Top of Stored data

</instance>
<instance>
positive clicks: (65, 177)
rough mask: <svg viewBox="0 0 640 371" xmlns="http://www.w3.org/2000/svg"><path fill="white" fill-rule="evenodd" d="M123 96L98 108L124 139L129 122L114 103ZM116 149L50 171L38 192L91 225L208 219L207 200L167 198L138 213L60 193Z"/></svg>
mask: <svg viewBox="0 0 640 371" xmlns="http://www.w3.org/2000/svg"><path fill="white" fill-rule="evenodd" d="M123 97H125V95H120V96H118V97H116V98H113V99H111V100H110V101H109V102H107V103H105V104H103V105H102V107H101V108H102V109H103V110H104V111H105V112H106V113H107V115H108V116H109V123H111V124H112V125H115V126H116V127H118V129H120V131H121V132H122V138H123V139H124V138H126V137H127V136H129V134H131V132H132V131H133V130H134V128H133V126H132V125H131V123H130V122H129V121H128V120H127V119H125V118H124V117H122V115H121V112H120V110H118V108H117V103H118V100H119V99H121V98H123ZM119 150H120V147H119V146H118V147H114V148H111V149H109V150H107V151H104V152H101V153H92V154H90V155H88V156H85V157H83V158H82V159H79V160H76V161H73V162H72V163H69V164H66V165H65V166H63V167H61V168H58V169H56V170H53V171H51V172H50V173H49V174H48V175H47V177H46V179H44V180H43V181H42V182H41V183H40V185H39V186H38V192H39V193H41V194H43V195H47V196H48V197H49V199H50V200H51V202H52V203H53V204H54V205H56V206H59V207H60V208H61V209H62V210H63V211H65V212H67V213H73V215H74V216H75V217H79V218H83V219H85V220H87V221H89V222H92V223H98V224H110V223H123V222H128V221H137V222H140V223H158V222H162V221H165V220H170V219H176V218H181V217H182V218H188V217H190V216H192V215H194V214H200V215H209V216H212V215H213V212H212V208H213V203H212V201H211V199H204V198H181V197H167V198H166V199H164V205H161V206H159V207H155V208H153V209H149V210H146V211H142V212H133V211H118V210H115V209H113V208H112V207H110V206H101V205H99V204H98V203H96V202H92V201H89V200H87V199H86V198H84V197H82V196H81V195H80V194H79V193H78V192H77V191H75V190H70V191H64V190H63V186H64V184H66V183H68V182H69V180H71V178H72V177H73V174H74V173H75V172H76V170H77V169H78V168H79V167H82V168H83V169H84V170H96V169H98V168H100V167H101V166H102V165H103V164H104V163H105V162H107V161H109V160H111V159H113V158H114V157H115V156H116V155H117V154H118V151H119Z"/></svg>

Bottom of Stored data

## Your goal
Copy the records above. Leave out nothing.

## Written response
</instance>
<instance>
positive clicks: (65, 177)
rough mask: <svg viewBox="0 0 640 371" xmlns="http://www.w3.org/2000/svg"><path fill="white" fill-rule="evenodd" d="M123 96L98 108L124 139L129 122L114 103ZM116 149L50 171L38 192L91 225L208 219L207 200L167 198L138 213L60 193Z"/></svg>
mask: <svg viewBox="0 0 640 371" xmlns="http://www.w3.org/2000/svg"><path fill="white" fill-rule="evenodd" d="M123 97H125V95H120V96H118V97H116V98H113V99H111V100H110V101H109V102H107V103H105V104H103V105H102V107H101V108H102V109H103V110H104V111H105V112H106V113H107V115H108V116H109V123H111V124H112V125H115V126H116V127H118V129H120V131H121V132H122V138H123V139H124V138H126V137H127V136H129V134H131V132H132V131H133V130H134V128H133V126H132V125H131V123H130V122H129V121H128V120H127V119H125V118H124V117H122V115H121V112H120V110H118V108H117V103H118V100H119V99H121V98H123ZM119 150H120V147H119V146H118V147H114V148H111V149H109V150H107V151H104V152H101V153H92V154H90V155H88V156H85V157H83V158H82V159H79V160H76V161H73V162H72V163H69V164H66V165H65V166H63V167H61V168H58V169H56V170H53V171H51V172H50V173H49V174H48V175H47V177H46V179H44V180H43V181H42V182H41V183H40V185H39V186H38V192H39V193H41V194H43V195H47V196H48V197H49V199H50V200H51V202H52V203H53V204H54V205H56V206H59V207H60V208H61V209H62V210H63V211H65V212H67V213H73V215H74V216H75V217H79V218H83V219H85V220H87V221H89V222H92V223H98V224H110V223H123V222H128V221H137V222H140V223H158V222H162V221H165V220H170V219H176V218H181V217H182V218H188V217H190V216H192V215H194V214H200V215H209V216H212V215H213V212H212V208H213V203H212V201H211V199H204V198H181V197H167V198H166V199H164V205H161V206H159V207H155V208H153V209H149V210H146V211H142V212H133V211H118V210H115V209H113V208H112V207H110V206H101V205H99V204H98V203H96V202H92V201H89V200H87V199H86V198H84V197H82V196H81V195H80V194H79V193H78V192H77V191H75V190H70V191H64V190H63V186H64V184H66V183H68V182H69V180H71V178H72V177H73V174H74V173H75V172H76V170H77V169H78V168H79V167H82V168H83V169H84V170H96V169H98V168H100V167H101V166H102V165H103V164H104V163H105V162H107V161H109V160H111V159H113V158H114V157H115V156H116V155H117V154H118V151H119Z"/></svg>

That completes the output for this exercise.